▸ **Travail à faire**:
A: Répondez à ces questions sur le texte consacré à l'incertitude :
(i) De quel philosophe Dorian Astor est-il spécialiste ?
(ii) Quel est le titre du dernier essai de Dorian Astor ?
(iii) Sur l'utilité de quoi les politiques bafouillent-ils ?
B: Reproduisez sans changement le passage du texte sur l'incertitude qui commence par « Cette série de » et se poursuit jusqu'à « écrit ici Astor. ».

::: Texte du document

La crise sanitaire nous aura appris au moins une chose : face à l’incertain nous avons tendance à perdre l’essentiel de nos moyens. Les salariés s’inquiètent logiquement pour leur emploi, les consommateurs s’enquièrent des produits de première nécessité dans la première superette venue, les politiques bafouillent sur l’utilité du port du masque pour stopper la propagation du virus, les parents s’angoissent de voir partir leurs chères têtes blondes sur le chemin de l’école. Devant l’inconnu nous sommes comme tétanisés, dans nos capacités de réflexion aussi bien que dans nos capacités d’action.
Or il faut bien dire que pour les philosophes cette angoisse existentielle n’est pas si nouvelle qu’elle en a eu l’air tout au long de l’année 2020. Depuis toujours ils s’interrogent sur la manière de vivre en attendant, peut-être, de renouer avec un peu plus de confiance et de clarté. Une part du travail philosophique consistant justement à faire coexister cette quête de vérité dont les philosophes font leur miel, tout en maintenant une curiosité et surtout une capacité à se méfier de leurs propres certitudes, à demeurer ouvert à la possibilité d’une rencontre avec « une femme, un enfant, un étranger, un événement (ou) une puissance » (p. 12).
Cette série de possibles rencontres nous est proposée par Dorian Astor, un philosophe spécialiste de Nietzsche qui dans son dernier essai La passion de l’incertitude, se propose de changer notre perspective un instant. Et si en effet « la quête de certitude objective » n’était jamais qu’un « appétit d’ogre, une faim de loup » (p. 34), une attitude au fond débilitante ? Il prend l’exemple symptomatique des Troubles obsessionnels compulsifs (les TOC), dont souffrent ceux qui ne sont jamais assez certains d’avoir fait tout ce qu’ils avaient à faire : « A force de vouloir vérifier la serrure, je ne puis plus quitter la maison, à force de vérifier la propreté, je ne sors plus de la salle de bain » écrit ici Astor.

::::::
::: Entrées fournies

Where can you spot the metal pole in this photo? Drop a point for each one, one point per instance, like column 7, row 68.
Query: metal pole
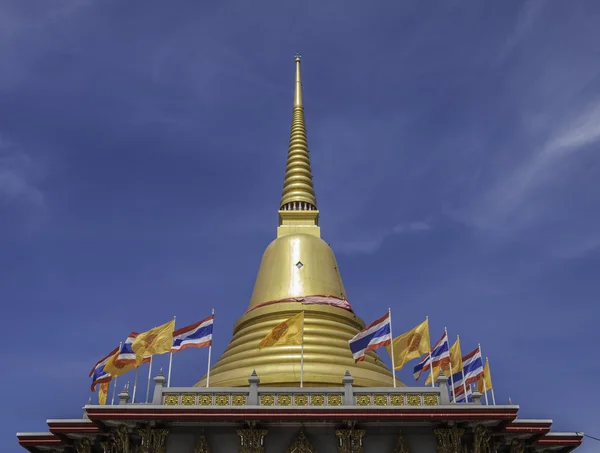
column 149, row 376
column 484, row 386
column 451, row 370
column 210, row 350
column 171, row 357
column 302, row 353
column 392, row 347
column 134, row 385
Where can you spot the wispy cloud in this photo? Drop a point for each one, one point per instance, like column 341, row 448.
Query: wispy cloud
column 16, row 186
column 375, row 241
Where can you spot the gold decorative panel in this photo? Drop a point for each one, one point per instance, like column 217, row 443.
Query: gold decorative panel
column 171, row 400
column 153, row 440
column 267, row 399
column 413, row 399
column 317, row 399
column 202, row 445
column 301, row 445
column 252, row 440
column 83, row 445
column 222, row 399
column 301, row 399
column 350, row 440
column 188, row 399
column 238, row 400
column 397, row 399
column 449, row 440
column 430, row 399
column 363, row 400
column 334, row 399
column 285, row 399
column 205, row 400
column 380, row 399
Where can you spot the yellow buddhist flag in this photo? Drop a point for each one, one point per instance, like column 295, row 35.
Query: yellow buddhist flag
column 116, row 367
column 103, row 393
column 487, row 378
column 410, row 345
column 453, row 367
column 155, row 341
column 456, row 356
column 289, row 332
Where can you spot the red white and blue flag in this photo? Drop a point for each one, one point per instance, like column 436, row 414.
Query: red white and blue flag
column 440, row 355
column 375, row 335
column 98, row 374
column 126, row 355
column 473, row 366
column 198, row 335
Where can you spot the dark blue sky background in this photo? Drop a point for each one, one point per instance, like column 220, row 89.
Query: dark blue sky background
column 455, row 150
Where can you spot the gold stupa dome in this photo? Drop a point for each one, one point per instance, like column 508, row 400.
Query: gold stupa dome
column 294, row 266
column 298, row 272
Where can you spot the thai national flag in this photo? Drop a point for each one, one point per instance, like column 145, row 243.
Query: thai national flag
column 198, row 335
column 376, row 334
column 98, row 374
column 440, row 354
column 461, row 398
column 473, row 366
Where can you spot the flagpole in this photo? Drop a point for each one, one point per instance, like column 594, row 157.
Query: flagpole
column 451, row 371
column 210, row 350
column 430, row 362
column 302, row 353
column 492, row 389
column 484, row 386
column 135, row 384
column 112, row 402
column 113, row 363
column 171, row 357
column 392, row 347
column 149, row 376
column 462, row 370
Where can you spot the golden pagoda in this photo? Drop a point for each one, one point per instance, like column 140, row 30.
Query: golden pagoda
column 298, row 272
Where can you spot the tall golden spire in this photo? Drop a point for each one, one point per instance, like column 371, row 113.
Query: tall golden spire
column 298, row 207
column 298, row 272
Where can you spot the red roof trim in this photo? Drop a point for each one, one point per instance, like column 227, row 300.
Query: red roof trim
column 46, row 439
column 278, row 414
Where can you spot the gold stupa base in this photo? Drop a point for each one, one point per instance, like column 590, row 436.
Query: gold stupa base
column 327, row 354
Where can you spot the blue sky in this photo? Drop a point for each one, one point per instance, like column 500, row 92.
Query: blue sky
column 455, row 157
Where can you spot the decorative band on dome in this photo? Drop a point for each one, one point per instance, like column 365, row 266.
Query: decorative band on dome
column 310, row 300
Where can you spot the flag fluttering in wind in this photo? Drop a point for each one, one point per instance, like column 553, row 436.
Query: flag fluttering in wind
column 289, row 332
column 98, row 374
column 445, row 364
column 410, row 345
column 197, row 335
column 473, row 366
column 485, row 383
column 439, row 355
column 375, row 335
column 103, row 393
column 125, row 359
column 158, row 340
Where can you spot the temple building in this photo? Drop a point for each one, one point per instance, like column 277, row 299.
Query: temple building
column 283, row 399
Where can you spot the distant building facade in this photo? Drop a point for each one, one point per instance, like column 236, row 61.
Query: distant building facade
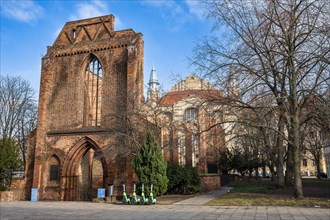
column 190, row 119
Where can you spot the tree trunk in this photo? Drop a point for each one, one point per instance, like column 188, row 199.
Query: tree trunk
column 289, row 166
column 280, row 149
column 296, row 157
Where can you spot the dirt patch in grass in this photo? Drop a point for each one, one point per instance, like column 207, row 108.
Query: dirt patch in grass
column 170, row 199
column 266, row 193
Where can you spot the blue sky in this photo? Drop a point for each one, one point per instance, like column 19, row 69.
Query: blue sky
column 170, row 30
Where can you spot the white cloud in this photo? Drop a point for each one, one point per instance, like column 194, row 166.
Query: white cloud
column 179, row 12
column 90, row 9
column 197, row 9
column 24, row 11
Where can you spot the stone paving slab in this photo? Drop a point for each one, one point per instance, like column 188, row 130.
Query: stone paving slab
column 87, row 210
column 204, row 198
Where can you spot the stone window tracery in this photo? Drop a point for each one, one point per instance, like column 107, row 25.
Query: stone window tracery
column 93, row 93
column 190, row 114
column 54, row 174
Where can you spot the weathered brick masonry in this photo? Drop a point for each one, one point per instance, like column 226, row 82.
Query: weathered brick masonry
column 82, row 121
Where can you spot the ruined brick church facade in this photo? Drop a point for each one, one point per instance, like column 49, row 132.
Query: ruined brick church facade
column 91, row 83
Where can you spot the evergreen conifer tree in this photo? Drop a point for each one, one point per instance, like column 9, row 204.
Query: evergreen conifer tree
column 9, row 160
column 150, row 165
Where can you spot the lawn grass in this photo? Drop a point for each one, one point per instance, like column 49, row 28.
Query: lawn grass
column 265, row 193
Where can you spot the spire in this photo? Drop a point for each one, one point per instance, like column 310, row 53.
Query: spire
column 153, row 89
column 153, row 76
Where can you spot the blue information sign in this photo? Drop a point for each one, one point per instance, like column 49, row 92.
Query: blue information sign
column 34, row 194
column 100, row 192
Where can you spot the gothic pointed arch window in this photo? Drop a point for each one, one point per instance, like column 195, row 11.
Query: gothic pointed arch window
column 93, row 93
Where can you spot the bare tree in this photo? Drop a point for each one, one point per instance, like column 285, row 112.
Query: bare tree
column 277, row 47
column 18, row 110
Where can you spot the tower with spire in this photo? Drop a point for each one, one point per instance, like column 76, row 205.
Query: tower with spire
column 153, row 93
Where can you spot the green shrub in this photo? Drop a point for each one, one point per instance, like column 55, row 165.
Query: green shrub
column 150, row 165
column 182, row 179
column 3, row 187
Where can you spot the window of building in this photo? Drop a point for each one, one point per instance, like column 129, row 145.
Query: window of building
column 93, row 93
column 54, row 172
column 305, row 162
column 190, row 114
column 54, row 168
column 195, row 150
column 182, row 150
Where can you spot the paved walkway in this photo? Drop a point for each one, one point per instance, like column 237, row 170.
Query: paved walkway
column 193, row 208
column 204, row 198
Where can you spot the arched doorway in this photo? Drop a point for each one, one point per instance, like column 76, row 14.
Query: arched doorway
column 84, row 171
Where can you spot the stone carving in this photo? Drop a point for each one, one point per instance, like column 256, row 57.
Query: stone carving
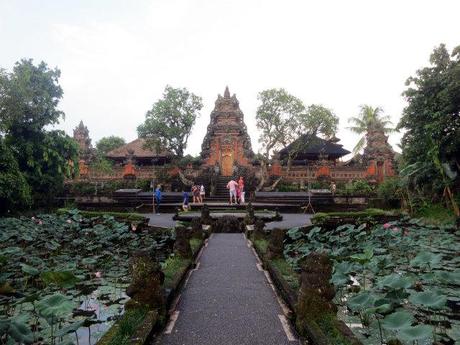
column 227, row 141
column 81, row 136
column 146, row 288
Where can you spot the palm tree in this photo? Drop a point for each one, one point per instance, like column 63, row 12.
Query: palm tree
column 368, row 118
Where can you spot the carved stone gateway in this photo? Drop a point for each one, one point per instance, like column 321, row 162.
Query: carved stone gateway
column 227, row 142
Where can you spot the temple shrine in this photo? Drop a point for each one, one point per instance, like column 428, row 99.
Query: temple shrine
column 227, row 146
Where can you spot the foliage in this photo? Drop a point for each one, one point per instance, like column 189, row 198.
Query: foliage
column 431, row 141
column 282, row 118
column 168, row 124
column 358, row 187
column 14, row 190
column 367, row 119
column 107, row 144
column 29, row 97
column 396, row 279
column 61, row 268
column 389, row 189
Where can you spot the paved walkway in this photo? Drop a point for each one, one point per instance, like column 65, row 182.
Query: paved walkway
column 227, row 301
column 290, row 220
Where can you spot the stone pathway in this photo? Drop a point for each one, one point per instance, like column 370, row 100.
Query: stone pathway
column 290, row 220
column 228, row 301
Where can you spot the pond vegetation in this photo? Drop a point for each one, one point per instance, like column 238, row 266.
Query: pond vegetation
column 63, row 277
column 398, row 280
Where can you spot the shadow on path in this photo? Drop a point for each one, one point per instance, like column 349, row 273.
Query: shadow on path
column 227, row 300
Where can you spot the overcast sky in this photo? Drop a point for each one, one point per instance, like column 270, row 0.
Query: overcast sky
column 117, row 56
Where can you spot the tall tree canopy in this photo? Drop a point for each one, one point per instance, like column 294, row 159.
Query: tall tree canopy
column 169, row 123
column 110, row 143
column 29, row 97
column 282, row 118
column 431, row 120
column 369, row 117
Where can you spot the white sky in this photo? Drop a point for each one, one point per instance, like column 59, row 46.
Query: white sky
column 117, row 56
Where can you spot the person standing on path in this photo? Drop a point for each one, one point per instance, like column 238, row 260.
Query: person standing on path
column 241, row 189
column 202, row 193
column 232, row 186
column 158, row 197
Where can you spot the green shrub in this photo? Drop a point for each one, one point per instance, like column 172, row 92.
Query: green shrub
column 389, row 189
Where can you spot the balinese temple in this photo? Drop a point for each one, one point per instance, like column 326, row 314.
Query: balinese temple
column 311, row 148
column 227, row 141
column 227, row 145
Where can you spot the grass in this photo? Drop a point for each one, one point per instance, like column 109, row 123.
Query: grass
column 261, row 245
column 122, row 332
column 172, row 268
column 327, row 324
column 195, row 243
column 436, row 214
column 289, row 275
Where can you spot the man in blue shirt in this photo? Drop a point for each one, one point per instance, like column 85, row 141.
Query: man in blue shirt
column 158, row 199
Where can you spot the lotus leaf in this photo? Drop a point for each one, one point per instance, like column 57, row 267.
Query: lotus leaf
column 64, row 279
column 30, row 270
column 418, row 332
column 396, row 281
column 56, row 305
column 428, row 299
column 361, row 301
column 398, row 320
column 426, row 258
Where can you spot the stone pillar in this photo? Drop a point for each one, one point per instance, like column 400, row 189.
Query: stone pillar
column 316, row 291
column 146, row 288
column 276, row 244
column 182, row 243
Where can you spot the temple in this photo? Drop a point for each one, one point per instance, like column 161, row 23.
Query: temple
column 227, row 146
column 227, row 142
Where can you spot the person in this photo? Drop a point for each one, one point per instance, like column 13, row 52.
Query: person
column 196, row 193
column 202, row 193
column 241, row 189
column 232, row 186
column 158, row 197
column 333, row 188
column 185, row 200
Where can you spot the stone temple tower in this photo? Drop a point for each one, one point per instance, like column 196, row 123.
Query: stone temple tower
column 81, row 136
column 227, row 142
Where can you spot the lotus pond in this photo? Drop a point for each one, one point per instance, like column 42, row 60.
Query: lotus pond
column 396, row 283
column 63, row 277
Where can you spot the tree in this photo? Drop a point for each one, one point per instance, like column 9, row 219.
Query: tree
column 169, row 123
column 368, row 118
column 282, row 118
column 29, row 97
column 431, row 120
column 14, row 189
column 108, row 144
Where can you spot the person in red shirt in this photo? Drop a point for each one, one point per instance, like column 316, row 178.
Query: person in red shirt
column 241, row 189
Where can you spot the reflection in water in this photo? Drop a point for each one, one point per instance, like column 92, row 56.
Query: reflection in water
column 106, row 304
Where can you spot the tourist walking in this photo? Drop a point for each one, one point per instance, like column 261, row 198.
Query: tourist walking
column 241, row 189
column 158, row 197
column 185, row 200
column 232, row 186
column 202, row 193
column 196, row 193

::::::

▸ **Corrigés par tâche**:
A:
(i) Nietzsche.
(ii) La passion de l'incertitude.
(iii) Sur l'utilité du port du masque pour stopper la propagation du virus.

B:
Cette série de possibles rencontres nous est proposée par Dorian Astor, un philosophe spécialiste de Nietzsche qui dans son dernier essai La passion de l’incertitude, se propose de changer notre perspective un instant. Et si en effet « la quête de certitude objective » n’était jamais qu’un « appétit d’ogre, une faim de loup » (p. 34), une attitude au fond débilitante ? Il prend l’exemple symptomatique des Troubles obsessionnels compulsifs (les TOC), dont souffrent ceux qui ne sont jamais assez certains d’avoir fait tout ce qu’ils avaient à faire : « A force de vouloir vérifier la serrure, je ne puis plus quitter la maison, à force de vérifier la propreté, je ne sors plus de la salle de bain » écrit ici Astor.